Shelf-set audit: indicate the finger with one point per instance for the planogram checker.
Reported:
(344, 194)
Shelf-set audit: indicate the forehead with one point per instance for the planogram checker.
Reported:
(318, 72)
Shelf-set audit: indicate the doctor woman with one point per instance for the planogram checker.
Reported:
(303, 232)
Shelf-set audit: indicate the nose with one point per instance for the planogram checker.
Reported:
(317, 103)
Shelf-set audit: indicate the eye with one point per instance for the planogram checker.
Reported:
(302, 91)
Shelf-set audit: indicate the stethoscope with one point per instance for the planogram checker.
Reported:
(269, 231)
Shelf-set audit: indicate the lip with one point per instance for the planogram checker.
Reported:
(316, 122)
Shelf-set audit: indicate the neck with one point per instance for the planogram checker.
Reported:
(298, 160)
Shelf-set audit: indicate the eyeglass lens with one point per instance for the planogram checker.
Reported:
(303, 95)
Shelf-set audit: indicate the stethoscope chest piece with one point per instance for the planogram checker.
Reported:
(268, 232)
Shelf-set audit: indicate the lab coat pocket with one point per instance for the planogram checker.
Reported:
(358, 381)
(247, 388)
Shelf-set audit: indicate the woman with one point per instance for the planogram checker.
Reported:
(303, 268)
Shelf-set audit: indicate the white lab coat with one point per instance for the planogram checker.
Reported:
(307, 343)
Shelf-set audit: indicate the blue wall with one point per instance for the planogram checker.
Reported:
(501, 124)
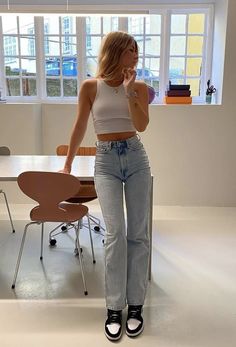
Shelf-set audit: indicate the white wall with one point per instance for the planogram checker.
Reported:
(191, 147)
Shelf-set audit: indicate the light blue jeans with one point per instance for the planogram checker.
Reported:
(122, 171)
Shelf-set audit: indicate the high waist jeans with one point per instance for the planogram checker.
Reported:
(122, 172)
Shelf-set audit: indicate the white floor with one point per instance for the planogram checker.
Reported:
(191, 300)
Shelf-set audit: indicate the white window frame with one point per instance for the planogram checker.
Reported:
(164, 10)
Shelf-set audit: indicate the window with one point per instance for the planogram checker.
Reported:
(19, 56)
(174, 45)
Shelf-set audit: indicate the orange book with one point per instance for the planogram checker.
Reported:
(178, 99)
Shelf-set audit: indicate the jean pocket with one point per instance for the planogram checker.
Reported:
(135, 146)
(101, 149)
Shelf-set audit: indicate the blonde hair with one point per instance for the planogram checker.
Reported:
(112, 47)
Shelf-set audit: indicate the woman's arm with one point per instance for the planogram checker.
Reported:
(137, 94)
(80, 126)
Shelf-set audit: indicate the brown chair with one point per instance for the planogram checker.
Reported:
(6, 151)
(50, 189)
(87, 190)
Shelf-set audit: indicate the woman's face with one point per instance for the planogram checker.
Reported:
(129, 57)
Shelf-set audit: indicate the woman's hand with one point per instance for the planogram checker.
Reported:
(129, 78)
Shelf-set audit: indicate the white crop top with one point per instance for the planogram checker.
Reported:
(110, 110)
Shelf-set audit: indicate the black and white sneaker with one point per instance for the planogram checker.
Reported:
(113, 325)
(134, 323)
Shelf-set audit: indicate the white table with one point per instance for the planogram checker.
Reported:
(12, 165)
(83, 168)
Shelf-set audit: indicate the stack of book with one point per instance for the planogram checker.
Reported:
(178, 94)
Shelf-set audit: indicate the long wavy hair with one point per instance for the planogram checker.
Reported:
(112, 47)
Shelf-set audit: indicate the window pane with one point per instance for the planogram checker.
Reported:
(153, 24)
(91, 67)
(52, 66)
(29, 87)
(194, 66)
(139, 40)
(27, 45)
(68, 25)
(178, 24)
(69, 66)
(28, 67)
(135, 25)
(68, 45)
(110, 24)
(177, 45)
(12, 67)
(196, 23)
(153, 44)
(13, 87)
(51, 25)
(26, 24)
(195, 45)
(10, 44)
(194, 86)
(94, 48)
(177, 66)
(53, 45)
(93, 25)
(53, 87)
(9, 24)
(70, 87)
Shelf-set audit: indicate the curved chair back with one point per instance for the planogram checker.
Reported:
(62, 150)
(48, 189)
(4, 150)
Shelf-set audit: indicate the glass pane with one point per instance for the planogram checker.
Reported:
(53, 45)
(178, 24)
(196, 23)
(13, 87)
(68, 45)
(194, 86)
(26, 24)
(153, 45)
(177, 45)
(135, 25)
(69, 66)
(94, 47)
(194, 66)
(29, 87)
(139, 40)
(153, 24)
(10, 44)
(195, 45)
(68, 25)
(51, 25)
(12, 67)
(177, 66)
(110, 24)
(9, 24)
(70, 87)
(93, 25)
(52, 66)
(53, 87)
(91, 67)
(28, 67)
(27, 45)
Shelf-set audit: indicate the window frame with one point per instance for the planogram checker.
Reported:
(164, 10)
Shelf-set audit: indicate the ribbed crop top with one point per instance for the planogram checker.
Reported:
(110, 111)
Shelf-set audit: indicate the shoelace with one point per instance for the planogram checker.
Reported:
(135, 312)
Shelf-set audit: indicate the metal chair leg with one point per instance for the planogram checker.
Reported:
(8, 209)
(20, 252)
(80, 259)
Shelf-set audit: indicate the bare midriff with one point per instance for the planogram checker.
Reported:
(116, 136)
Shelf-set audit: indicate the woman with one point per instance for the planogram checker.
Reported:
(119, 107)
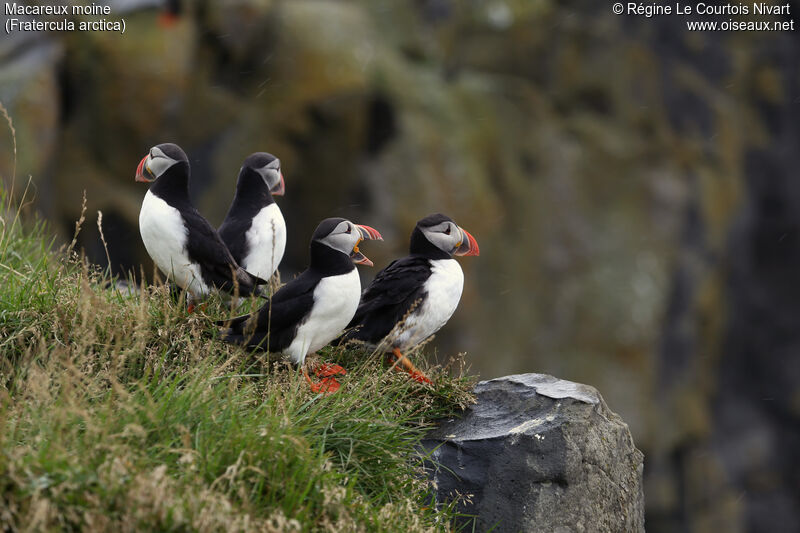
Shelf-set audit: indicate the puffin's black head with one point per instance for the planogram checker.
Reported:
(268, 168)
(160, 159)
(442, 232)
(345, 236)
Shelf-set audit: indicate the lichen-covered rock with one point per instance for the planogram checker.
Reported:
(537, 453)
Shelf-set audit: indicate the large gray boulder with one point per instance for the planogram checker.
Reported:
(537, 453)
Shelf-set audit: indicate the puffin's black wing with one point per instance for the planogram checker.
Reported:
(394, 291)
(233, 233)
(276, 321)
(217, 265)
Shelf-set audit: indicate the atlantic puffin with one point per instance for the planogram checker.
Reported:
(254, 229)
(413, 297)
(313, 309)
(184, 246)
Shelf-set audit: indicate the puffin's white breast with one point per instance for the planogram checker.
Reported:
(335, 303)
(164, 235)
(443, 288)
(266, 242)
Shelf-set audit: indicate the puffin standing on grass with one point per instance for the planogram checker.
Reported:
(184, 246)
(254, 229)
(413, 297)
(313, 309)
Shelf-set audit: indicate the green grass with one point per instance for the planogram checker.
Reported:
(121, 412)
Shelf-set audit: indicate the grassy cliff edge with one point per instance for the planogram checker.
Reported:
(118, 411)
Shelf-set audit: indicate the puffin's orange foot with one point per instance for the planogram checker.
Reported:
(326, 370)
(420, 377)
(328, 385)
(202, 307)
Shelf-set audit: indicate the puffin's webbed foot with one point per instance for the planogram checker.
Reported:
(415, 373)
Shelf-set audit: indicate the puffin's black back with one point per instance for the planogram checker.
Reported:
(203, 244)
(252, 195)
(398, 288)
(276, 322)
(274, 326)
(395, 291)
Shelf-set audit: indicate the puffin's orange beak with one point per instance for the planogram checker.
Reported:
(367, 233)
(279, 188)
(140, 170)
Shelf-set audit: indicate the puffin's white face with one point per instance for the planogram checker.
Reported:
(451, 238)
(154, 164)
(346, 236)
(271, 174)
(445, 236)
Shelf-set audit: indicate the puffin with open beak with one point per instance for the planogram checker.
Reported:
(183, 245)
(413, 297)
(254, 229)
(313, 309)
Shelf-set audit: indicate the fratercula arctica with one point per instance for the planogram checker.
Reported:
(184, 246)
(253, 229)
(313, 309)
(413, 297)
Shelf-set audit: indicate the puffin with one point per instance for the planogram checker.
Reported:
(312, 309)
(184, 246)
(254, 229)
(413, 297)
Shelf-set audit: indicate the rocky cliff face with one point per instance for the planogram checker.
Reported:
(536, 453)
(630, 184)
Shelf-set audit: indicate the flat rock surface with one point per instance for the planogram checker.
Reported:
(537, 453)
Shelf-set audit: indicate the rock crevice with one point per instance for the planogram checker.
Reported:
(537, 453)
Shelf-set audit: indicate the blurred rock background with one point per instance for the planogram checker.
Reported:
(633, 187)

** YOUR OBJECTIVE **
Please give the number of lines in the entries above that hold "jeans", with no other words.

** OUTPUT OF THE TASK **
2